Task input START
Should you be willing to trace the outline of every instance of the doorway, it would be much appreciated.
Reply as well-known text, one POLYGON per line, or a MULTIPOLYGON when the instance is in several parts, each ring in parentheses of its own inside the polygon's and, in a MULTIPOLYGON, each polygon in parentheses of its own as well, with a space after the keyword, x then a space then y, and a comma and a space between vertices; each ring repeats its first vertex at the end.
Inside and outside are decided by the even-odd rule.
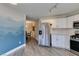
POLYGON ((37 42, 37 25, 38 22, 35 20, 26 20, 26 44, 37 42))

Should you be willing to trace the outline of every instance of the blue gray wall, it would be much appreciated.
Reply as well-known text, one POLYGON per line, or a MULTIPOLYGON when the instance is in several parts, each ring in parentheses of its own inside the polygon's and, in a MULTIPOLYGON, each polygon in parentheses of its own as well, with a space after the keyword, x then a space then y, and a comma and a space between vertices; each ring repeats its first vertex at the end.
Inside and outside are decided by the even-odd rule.
POLYGON ((24 44, 24 21, 0 16, 0 54, 24 44))

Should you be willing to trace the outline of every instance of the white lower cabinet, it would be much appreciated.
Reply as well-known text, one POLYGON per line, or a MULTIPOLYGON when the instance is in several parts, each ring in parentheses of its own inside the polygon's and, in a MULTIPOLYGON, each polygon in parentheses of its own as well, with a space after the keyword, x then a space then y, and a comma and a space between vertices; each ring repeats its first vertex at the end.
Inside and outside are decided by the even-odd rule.
POLYGON ((70 50, 70 36, 66 36, 65 38, 65 49, 70 50))
POLYGON ((52 35, 52 47, 65 48, 65 36, 52 35))

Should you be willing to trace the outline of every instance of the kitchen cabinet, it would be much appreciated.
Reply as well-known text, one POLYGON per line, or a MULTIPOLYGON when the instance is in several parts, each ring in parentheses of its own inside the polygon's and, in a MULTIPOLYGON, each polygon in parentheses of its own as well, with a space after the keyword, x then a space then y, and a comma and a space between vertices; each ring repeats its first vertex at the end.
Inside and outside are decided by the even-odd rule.
POLYGON ((79 21, 79 14, 65 18, 51 18, 42 20, 42 22, 52 24, 52 28, 73 28, 74 21, 79 21))
POLYGON ((79 21, 79 14, 68 17, 68 19, 67 19, 67 27, 68 28, 73 28, 73 22, 74 21, 79 21))
POLYGON ((57 18, 52 20, 52 28, 67 28, 66 18, 57 18))
POLYGON ((73 28, 73 22, 79 21, 79 14, 73 15, 66 18, 58 18, 56 19, 55 28, 73 28))
POLYGON ((73 28, 74 16, 67 17, 67 28, 73 28))
POLYGON ((63 35, 52 35, 52 47, 65 48, 65 37, 63 35))
POLYGON ((79 14, 74 15, 74 21, 79 21, 79 14))
POLYGON ((52 21, 50 23, 52 24, 52 28, 57 28, 57 20, 56 19, 52 19, 52 21))
POLYGON ((67 28, 67 20, 66 18, 59 18, 56 20, 56 27, 57 28, 67 28))
POLYGON ((65 49, 70 50, 70 36, 69 35, 65 36, 65 49))
POLYGON ((79 21, 79 15, 67 17, 67 28, 73 28, 74 21, 79 21))
POLYGON ((58 40, 56 39, 56 35, 52 35, 52 47, 58 47, 58 40))
POLYGON ((48 24, 52 24, 52 28, 56 28, 56 19, 40 19, 41 23, 48 23, 48 24))

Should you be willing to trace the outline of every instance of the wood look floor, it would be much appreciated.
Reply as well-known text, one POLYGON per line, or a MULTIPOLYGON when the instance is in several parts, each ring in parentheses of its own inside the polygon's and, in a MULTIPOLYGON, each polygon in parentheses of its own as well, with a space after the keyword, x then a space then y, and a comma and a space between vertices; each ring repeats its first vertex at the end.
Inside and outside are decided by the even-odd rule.
POLYGON ((53 47, 43 47, 37 44, 33 38, 29 40, 25 47, 24 56, 76 56, 68 50, 53 47))

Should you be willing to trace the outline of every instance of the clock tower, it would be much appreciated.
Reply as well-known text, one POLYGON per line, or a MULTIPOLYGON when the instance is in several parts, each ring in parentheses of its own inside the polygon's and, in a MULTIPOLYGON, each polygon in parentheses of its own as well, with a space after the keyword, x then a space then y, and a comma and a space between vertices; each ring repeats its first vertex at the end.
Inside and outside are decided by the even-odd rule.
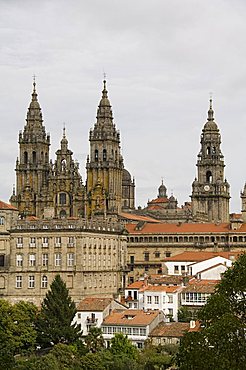
POLYGON ((197 178, 192 184, 191 195, 194 221, 229 222, 230 185, 224 178, 221 136, 214 121, 212 99, 200 143, 197 178))

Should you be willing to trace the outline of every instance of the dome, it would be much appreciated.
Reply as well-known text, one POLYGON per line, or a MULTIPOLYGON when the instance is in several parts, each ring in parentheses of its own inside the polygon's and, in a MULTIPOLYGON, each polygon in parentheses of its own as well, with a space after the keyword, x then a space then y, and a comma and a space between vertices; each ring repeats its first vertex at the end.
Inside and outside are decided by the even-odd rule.
POLYGON ((122 180, 123 181, 131 181, 131 174, 125 168, 122 173, 122 180))
POLYGON ((167 188, 163 184, 163 180, 161 181, 161 185, 158 188, 158 198, 166 198, 167 196, 167 188))

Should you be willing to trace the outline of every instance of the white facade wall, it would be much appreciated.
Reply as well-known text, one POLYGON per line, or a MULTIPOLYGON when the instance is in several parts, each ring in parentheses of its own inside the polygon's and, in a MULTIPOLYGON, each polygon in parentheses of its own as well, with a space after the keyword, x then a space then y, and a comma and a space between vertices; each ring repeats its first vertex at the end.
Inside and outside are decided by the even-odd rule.
MULTIPOLYGON (((181 291, 181 289, 180 289, 181 291)), ((172 317, 178 320, 179 295, 178 291, 169 293, 166 291, 142 291, 139 294, 140 309, 160 310, 164 314, 165 321, 172 317)))
POLYGON ((167 261, 164 265, 167 267, 168 275, 182 275, 188 272, 188 266, 192 263, 192 261, 167 261))
POLYGON ((99 312, 85 312, 85 311, 79 311, 76 313, 75 318, 73 320, 73 323, 77 323, 81 325, 81 331, 83 336, 87 335, 89 332, 90 326, 94 326, 97 328, 101 327, 101 324, 103 322, 104 314, 103 311, 99 312), (94 323, 92 319, 92 314, 94 314, 94 323), (87 320, 89 318, 89 320, 87 320))
POLYGON ((206 269, 208 269, 212 266, 215 266, 219 263, 224 264, 226 267, 231 267, 231 265, 232 265, 231 260, 229 260, 227 258, 224 258, 224 257, 216 256, 216 257, 210 258, 210 259, 205 260, 205 261, 193 263, 192 266, 189 267, 188 273, 190 275, 194 276, 197 273, 199 273, 200 271, 206 270, 206 269))
POLYGON ((202 280, 220 280, 221 275, 227 270, 225 265, 211 267, 208 270, 199 272, 198 278, 202 280))

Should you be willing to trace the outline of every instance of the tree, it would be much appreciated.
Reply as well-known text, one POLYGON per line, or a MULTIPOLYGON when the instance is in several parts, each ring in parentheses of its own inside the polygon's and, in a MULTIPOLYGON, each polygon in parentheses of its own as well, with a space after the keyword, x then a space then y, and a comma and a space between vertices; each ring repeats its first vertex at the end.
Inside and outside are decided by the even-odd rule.
POLYGON ((97 327, 90 327, 88 335, 85 337, 85 344, 89 352, 96 353, 104 348, 102 330, 97 327))
POLYGON ((3 368, 13 366, 15 355, 34 350, 36 312, 37 308, 32 303, 11 305, 0 300, 0 363, 3 368))
POLYGON ((244 370, 246 363, 246 254, 228 269, 198 313, 204 329, 181 342, 180 370, 244 370))
POLYGON ((66 284, 56 275, 37 318, 38 343, 47 348, 57 343, 73 343, 81 337, 80 325, 72 324, 76 313, 66 284))
POLYGON ((119 357, 127 356, 129 359, 135 360, 138 356, 137 348, 127 338, 127 335, 116 333, 111 339, 110 352, 119 357))

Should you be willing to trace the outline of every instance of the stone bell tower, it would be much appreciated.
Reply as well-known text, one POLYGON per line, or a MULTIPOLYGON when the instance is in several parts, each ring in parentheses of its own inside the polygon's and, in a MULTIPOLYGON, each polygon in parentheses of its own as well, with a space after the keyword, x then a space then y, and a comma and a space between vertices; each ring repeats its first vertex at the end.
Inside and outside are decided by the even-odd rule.
POLYGON ((87 215, 117 214, 122 206, 123 158, 120 133, 113 123, 106 81, 97 110, 97 121, 90 130, 87 158, 87 215))
POLYGON ((42 112, 33 81, 32 100, 27 111, 26 125, 19 134, 19 158, 16 160, 16 190, 12 205, 24 216, 37 216, 38 195, 49 173, 50 136, 43 126, 42 112))
POLYGON ((191 195, 194 221, 229 222, 230 185, 224 178, 221 137, 214 121, 212 99, 200 143, 197 178, 192 184, 191 195))

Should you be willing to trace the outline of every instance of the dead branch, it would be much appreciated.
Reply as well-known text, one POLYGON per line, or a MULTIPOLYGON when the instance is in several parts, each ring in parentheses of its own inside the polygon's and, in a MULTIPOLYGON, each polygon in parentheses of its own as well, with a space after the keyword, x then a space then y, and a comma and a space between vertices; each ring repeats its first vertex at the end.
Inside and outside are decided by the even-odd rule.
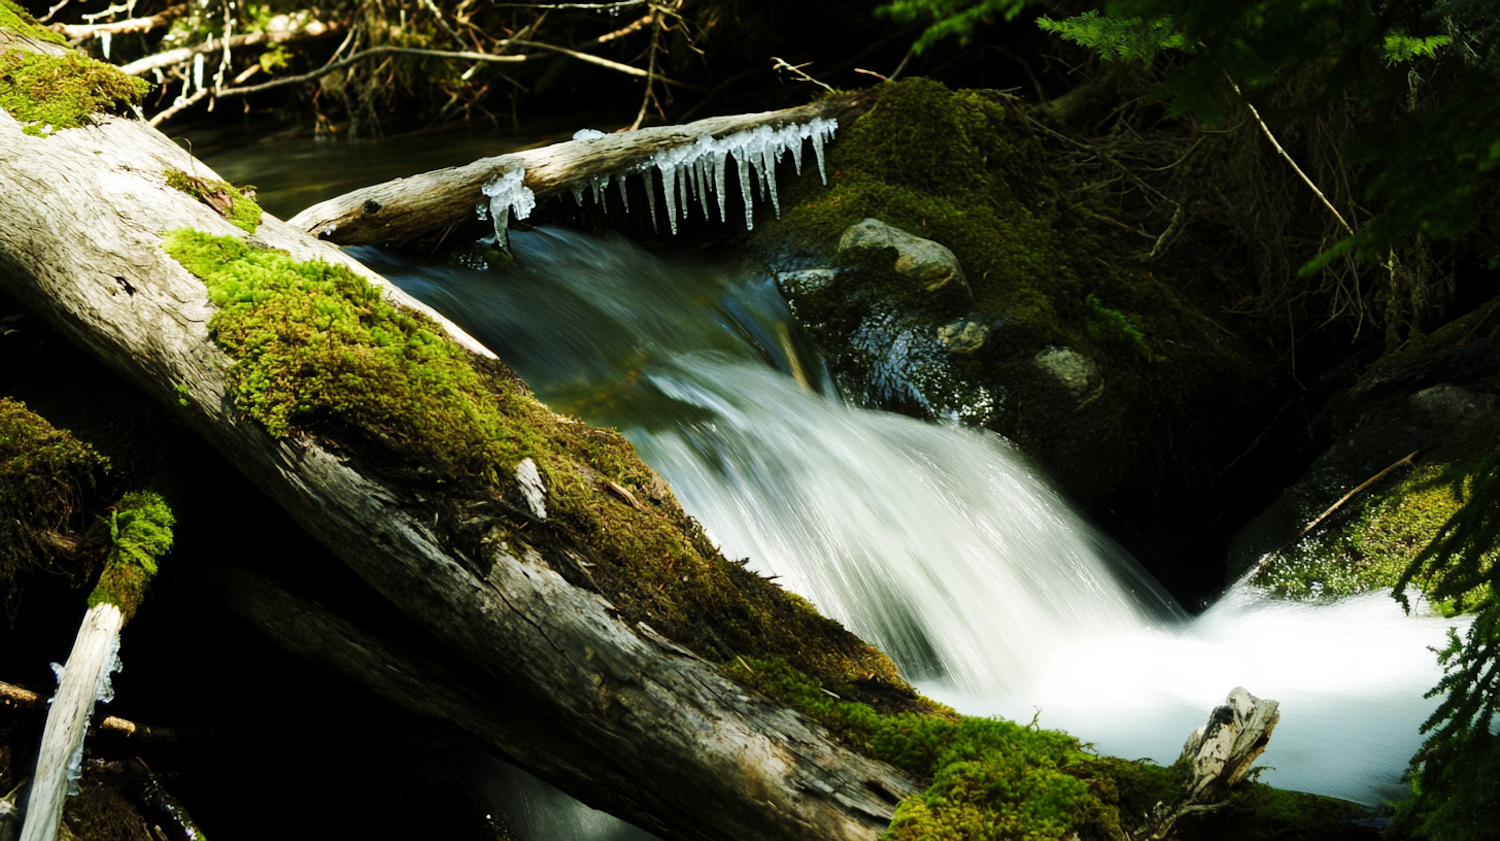
POLYGON ((132 32, 149 32, 159 26, 166 26, 173 20, 182 16, 187 11, 186 3, 178 3, 175 6, 157 12, 150 17, 127 18, 112 23, 54 23, 53 32, 60 32, 71 41, 87 41, 90 38, 98 38, 101 35, 126 35, 132 32))

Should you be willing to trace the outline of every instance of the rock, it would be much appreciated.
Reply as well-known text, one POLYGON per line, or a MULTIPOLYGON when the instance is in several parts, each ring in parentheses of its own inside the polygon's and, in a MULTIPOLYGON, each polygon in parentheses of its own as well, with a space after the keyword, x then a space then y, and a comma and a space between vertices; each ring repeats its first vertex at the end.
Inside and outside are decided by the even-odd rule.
Task input END
## Instructions for the task
The job here is to find each line above with the word "cabinet" and copy it.

## The answer
Should you be willing to trace the outline of every instance of the white lower cabinet, it would be much appreciated.
Should you be willing to trace the outline of every instance of the kitchen cabinet, it would be much appreciated.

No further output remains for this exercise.